PROBLEM DETAILS =
Transcribe, word for word, the line containing "the truck license" and each line following it through the end of the listing below. Omit all other lines.

--------

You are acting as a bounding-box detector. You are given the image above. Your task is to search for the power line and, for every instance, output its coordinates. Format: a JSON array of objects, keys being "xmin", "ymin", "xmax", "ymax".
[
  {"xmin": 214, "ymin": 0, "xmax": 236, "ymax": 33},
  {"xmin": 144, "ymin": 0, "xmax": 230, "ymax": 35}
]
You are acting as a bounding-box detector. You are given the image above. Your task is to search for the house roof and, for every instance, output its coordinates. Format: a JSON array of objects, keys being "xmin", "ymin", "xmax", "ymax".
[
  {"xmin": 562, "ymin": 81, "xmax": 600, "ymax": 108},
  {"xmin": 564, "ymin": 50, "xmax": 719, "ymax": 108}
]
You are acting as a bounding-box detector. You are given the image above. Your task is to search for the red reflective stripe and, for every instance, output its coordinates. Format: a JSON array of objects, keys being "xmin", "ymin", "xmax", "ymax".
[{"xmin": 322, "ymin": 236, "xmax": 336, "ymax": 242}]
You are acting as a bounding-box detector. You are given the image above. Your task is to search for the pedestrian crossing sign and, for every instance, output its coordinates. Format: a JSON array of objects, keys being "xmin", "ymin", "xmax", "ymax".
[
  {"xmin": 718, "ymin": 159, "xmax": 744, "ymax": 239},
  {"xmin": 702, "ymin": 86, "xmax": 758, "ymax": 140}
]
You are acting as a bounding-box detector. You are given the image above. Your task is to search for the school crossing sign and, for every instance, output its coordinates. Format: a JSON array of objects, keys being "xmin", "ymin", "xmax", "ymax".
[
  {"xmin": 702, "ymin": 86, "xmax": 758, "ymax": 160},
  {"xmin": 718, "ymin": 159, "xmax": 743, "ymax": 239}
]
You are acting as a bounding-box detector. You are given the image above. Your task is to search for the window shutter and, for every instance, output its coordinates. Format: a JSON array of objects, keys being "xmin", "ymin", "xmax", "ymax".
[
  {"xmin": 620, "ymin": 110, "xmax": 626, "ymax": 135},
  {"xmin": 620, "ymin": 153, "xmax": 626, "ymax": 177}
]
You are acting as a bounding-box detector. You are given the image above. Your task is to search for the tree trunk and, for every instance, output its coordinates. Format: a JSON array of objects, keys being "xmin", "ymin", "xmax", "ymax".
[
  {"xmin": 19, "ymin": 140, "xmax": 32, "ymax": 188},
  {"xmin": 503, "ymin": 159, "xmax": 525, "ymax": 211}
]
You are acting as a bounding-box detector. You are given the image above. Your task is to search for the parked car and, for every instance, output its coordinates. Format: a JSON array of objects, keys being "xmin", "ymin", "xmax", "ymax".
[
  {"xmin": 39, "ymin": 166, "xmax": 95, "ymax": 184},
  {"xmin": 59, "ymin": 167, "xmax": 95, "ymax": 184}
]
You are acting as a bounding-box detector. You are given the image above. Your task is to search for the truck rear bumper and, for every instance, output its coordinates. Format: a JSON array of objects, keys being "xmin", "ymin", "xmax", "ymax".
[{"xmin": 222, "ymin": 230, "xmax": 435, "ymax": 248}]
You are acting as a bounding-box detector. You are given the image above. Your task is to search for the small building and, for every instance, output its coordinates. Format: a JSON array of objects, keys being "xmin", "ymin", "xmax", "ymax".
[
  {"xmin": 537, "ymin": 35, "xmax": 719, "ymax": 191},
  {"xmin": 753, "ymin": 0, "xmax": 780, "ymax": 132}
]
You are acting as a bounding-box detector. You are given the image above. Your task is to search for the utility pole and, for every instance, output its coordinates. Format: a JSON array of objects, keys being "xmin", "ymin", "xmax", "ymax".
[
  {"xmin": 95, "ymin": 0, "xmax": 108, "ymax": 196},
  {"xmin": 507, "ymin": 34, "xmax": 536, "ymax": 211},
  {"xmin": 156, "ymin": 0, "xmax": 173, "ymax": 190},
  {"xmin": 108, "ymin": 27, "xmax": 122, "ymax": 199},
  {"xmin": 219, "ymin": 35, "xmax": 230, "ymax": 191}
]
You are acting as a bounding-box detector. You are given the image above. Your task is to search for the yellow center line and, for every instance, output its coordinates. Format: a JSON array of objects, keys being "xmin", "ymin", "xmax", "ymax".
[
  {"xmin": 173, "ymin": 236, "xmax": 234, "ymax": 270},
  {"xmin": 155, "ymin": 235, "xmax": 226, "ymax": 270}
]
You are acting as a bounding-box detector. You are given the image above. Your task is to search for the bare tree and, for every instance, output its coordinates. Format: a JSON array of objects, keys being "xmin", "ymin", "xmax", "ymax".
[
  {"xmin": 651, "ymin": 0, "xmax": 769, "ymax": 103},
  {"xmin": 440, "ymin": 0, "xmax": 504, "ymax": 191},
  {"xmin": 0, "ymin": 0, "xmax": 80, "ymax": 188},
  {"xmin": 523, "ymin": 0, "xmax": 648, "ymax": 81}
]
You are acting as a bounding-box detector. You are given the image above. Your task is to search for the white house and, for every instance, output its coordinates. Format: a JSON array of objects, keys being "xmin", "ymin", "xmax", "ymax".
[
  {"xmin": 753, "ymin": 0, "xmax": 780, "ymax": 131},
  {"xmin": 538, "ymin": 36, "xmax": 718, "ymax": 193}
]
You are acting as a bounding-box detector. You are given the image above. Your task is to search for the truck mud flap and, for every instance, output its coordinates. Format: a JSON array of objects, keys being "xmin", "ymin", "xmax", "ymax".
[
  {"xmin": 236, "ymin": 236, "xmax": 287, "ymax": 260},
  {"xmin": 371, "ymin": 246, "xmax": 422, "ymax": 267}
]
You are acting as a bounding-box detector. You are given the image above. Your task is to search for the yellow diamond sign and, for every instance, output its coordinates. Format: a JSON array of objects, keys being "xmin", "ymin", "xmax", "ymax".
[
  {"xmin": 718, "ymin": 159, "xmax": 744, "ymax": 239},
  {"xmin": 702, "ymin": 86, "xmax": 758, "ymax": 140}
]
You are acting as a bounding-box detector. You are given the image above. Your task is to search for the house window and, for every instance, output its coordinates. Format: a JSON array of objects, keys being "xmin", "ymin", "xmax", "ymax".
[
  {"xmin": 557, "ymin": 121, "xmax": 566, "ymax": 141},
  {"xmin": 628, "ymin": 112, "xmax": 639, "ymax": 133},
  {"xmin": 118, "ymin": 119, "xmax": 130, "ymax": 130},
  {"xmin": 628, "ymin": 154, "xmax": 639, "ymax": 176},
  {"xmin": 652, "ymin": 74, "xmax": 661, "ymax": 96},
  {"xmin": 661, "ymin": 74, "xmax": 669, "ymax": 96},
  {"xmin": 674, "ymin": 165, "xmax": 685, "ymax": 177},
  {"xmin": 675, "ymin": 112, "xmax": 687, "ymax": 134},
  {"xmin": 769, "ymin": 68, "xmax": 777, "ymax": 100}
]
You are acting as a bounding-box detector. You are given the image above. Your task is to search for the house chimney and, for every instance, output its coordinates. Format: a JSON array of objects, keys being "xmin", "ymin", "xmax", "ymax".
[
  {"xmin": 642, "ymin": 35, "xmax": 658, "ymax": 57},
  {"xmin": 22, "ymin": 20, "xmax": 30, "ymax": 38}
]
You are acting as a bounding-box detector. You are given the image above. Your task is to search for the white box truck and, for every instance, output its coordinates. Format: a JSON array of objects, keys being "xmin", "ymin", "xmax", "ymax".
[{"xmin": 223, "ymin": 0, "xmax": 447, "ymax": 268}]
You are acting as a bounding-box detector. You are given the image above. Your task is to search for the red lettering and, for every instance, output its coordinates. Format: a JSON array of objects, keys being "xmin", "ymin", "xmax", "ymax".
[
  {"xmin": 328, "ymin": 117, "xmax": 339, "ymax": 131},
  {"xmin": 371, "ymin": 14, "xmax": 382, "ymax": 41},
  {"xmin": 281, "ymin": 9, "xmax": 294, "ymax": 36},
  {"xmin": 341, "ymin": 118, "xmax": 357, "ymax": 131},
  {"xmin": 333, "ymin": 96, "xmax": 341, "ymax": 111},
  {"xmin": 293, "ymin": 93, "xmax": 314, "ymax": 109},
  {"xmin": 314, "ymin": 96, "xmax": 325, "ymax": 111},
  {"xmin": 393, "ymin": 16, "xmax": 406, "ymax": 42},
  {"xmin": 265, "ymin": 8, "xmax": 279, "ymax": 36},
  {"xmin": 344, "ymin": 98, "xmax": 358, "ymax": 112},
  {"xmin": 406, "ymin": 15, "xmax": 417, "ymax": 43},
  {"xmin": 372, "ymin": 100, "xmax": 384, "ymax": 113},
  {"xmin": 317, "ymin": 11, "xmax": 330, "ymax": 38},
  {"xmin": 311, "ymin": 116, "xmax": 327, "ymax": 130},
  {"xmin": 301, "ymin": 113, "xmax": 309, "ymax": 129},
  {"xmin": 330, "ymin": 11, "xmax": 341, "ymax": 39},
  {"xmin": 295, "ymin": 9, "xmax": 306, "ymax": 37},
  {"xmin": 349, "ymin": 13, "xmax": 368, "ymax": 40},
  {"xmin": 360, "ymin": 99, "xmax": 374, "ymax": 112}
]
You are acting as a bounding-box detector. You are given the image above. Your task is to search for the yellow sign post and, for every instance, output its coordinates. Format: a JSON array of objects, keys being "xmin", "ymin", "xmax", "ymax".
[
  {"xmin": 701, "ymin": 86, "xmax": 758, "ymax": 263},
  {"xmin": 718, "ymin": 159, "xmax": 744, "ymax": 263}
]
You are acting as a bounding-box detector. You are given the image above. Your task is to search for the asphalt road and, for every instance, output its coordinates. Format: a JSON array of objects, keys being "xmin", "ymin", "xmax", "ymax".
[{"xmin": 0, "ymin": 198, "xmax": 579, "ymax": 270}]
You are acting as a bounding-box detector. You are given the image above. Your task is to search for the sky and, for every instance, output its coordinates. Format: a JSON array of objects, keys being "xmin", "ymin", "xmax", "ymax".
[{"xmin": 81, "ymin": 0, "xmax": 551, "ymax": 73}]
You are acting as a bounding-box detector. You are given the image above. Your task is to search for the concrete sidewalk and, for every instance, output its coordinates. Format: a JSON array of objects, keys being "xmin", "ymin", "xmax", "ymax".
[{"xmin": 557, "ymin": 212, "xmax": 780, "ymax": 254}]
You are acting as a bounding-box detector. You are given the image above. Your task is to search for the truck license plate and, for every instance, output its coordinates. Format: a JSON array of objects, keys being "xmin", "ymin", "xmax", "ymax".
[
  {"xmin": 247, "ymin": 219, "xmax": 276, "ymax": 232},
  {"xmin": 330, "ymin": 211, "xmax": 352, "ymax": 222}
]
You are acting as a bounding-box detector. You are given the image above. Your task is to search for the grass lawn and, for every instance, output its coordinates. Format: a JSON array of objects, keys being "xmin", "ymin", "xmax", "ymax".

--------

WRITTEN RESPONSE =
You are acting as a bounding-box detector. You are given the image above. Your task is to search for the truck license plate and, for every instance, output its coordinates. Format: a JSON array of objects, keys being "xmin", "ymin", "xmax", "ymax".
[
  {"xmin": 247, "ymin": 219, "xmax": 276, "ymax": 232},
  {"xmin": 330, "ymin": 211, "xmax": 352, "ymax": 222}
]
You are acting as a bounding-box detector. You are given the image above. Your task is to search for the grass lawn and, for every instance, output its coordinates. Format: a JSON array of objects, keys being "xmin", "ymin", "xmax", "ymax".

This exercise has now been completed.